**Work instructions:** Pictures aside, each entry has to be returned exactly as it stands.

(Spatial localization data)
====
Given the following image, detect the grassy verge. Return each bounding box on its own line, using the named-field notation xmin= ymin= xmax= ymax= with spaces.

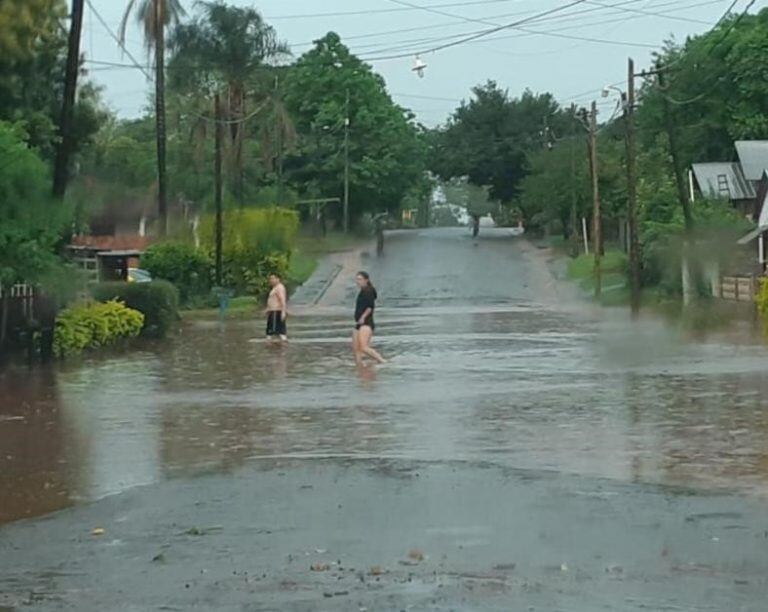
xmin=183 ymin=296 xmax=260 ymax=321
xmin=567 ymin=249 xmax=630 ymax=307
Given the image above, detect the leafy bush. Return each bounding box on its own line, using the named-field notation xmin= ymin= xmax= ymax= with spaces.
xmin=141 ymin=242 xmax=212 ymax=305
xmin=756 ymin=278 xmax=768 ymax=329
xmin=198 ymin=207 xmax=297 ymax=296
xmin=53 ymin=300 xmax=144 ymax=357
xmin=92 ymin=281 xmax=179 ymax=338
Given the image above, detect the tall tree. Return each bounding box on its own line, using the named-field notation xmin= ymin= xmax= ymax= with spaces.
xmin=120 ymin=0 xmax=185 ymax=236
xmin=430 ymin=82 xmax=568 ymax=204
xmin=0 ymin=122 xmax=73 ymax=346
xmin=169 ymin=1 xmax=290 ymax=204
xmin=283 ymin=33 xmax=426 ymax=221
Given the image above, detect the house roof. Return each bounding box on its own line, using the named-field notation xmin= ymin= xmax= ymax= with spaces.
xmin=70 ymin=235 xmax=152 ymax=252
xmin=735 ymin=140 xmax=768 ymax=182
xmin=692 ymin=162 xmax=755 ymax=201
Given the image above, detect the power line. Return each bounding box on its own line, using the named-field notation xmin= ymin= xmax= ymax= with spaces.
xmin=350 ymin=0 xmax=645 ymax=54
xmin=84 ymin=0 xmax=151 ymax=80
xmin=656 ymin=0 xmax=758 ymax=106
xmin=359 ymin=0 xmax=591 ymax=60
xmin=392 ymin=92 xmax=463 ymax=102
xmin=266 ymin=0 xmax=527 ymax=20
xmin=383 ymin=0 xmax=659 ymax=49
xmin=359 ymin=0 xmax=728 ymax=59
xmin=291 ymin=0 xmax=674 ymax=49
xmin=584 ymin=0 xmax=712 ymax=25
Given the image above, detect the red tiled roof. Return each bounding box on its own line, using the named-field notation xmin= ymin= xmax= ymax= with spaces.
xmin=69 ymin=235 xmax=152 ymax=251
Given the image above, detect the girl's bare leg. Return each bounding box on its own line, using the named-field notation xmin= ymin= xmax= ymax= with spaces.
xmin=358 ymin=326 xmax=386 ymax=364
xmin=352 ymin=329 xmax=363 ymax=365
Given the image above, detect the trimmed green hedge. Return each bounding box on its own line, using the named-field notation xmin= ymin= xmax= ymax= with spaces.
xmin=54 ymin=300 xmax=144 ymax=357
xmin=141 ymin=242 xmax=212 ymax=305
xmin=92 ymin=281 xmax=179 ymax=338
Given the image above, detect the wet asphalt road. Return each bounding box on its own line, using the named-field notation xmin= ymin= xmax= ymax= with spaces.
xmin=2 ymin=228 xmax=768 ymax=610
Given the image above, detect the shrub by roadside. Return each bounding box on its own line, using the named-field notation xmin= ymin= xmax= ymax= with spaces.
xmin=756 ymin=278 xmax=768 ymax=329
xmin=53 ymin=300 xmax=144 ymax=357
xmin=198 ymin=208 xmax=297 ymax=296
xmin=141 ymin=242 xmax=211 ymax=305
xmin=92 ymin=281 xmax=179 ymax=338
====
**Final answer:**
Given the following image, detect the grassy verge. Return each bounding box on its own line, using the named-field notation xmin= ymin= xmax= ymax= with spaces.

xmin=183 ymin=296 xmax=260 ymax=321
xmin=567 ymin=249 xmax=630 ymax=307
Given the image above, detect the leafy bush. Return each bounding box on its own line, using the named-field notation xmin= ymin= xmax= ymax= with spaces.
xmin=141 ymin=242 xmax=212 ymax=305
xmin=756 ymin=278 xmax=768 ymax=329
xmin=198 ymin=207 xmax=297 ymax=296
xmin=53 ymin=300 xmax=144 ymax=357
xmin=92 ymin=281 xmax=179 ymax=338
Given the image above, detect the tall tree. Return each bounding box on its own line, using the named-field notation xmin= ymin= xmax= ymax= with spaces.
xmin=120 ymin=0 xmax=185 ymax=236
xmin=430 ymin=82 xmax=568 ymax=204
xmin=0 ymin=122 xmax=73 ymax=346
xmin=169 ymin=1 xmax=290 ymax=204
xmin=283 ymin=33 xmax=426 ymax=221
Given the image above, detect the house roof. Return each bounding box on its own line, using the named-field notation xmin= ymin= xmax= ymax= with spaces.
xmin=70 ymin=235 xmax=152 ymax=252
xmin=735 ymin=140 xmax=768 ymax=182
xmin=692 ymin=162 xmax=755 ymax=201
Given the image above, detect the power line. Return each bounding box on its own line, using the named-field notation xmin= ymin= xmax= ymax= with spaces.
xmin=350 ymin=0 xmax=645 ymax=54
xmin=84 ymin=0 xmax=151 ymax=80
xmin=656 ymin=0 xmax=758 ymax=106
xmin=359 ymin=0 xmax=591 ymax=60
xmin=392 ymin=92 xmax=463 ymax=102
xmin=266 ymin=0 xmax=527 ymax=20
xmin=383 ymin=0 xmax=659 ymax=49
xmin=359 ymin=0 xmax=728 ymax=59
xmin=291 ymin=0 xmax=674 ymax=49
xmin=584 ymin=0 xmax=712 ymax=25
Given the image above, detect the red tiled roof. Return each bounding box on its own line, using the named-field notation xmin= ymin= xmax= ymax= with spaces.
xmin=69 ymin=235 xmax=152 ymax=251
Given the image above, detect the girl's bare leg. Return each bounding box on its own line, using the named-field notation xmin= ymin= xmax= ymax= with spaces.
xmin=358 ymin=326 xmax=386 ymax=364
xmin=352 ymin=329 xmax=363 ymax=365
Given the image above, detect the trimmed green hedge. Return each bounding box on its own line, using the named-field notation xmin= ymin= xmax= ymax= with spaces.
xmin=54 ymin=300 xmax=144 ymax=357
xmin=141 ymin=242 xmax=212 ymax=305
xmin=92 ymin=281 xmax=179 ymax=338
Given the image above, detect the wet asphalt road. Return each bounding box on its own line, using the named-field notation xmin= ymin= xmax= ymax= with spaces.
xmin=2 ymin=228 xmax=768 ymax=610
Given the image above, detect the shrub by roadside. Return each bounding box on its own line, using the named-field notation xmin= ymin= xmax= ymax= with spaces.
xmin=756 ymin=278 xmax=768 ymax=329
xmin=53 ymin=300 xmax=144 ymax=357
xmin=198 ymin=208 xmax=297 ymax=296
xmin=141 ymin=242 xmax=211 ymax=305
xmin=92 ymin=281 xmax=179 ymax=338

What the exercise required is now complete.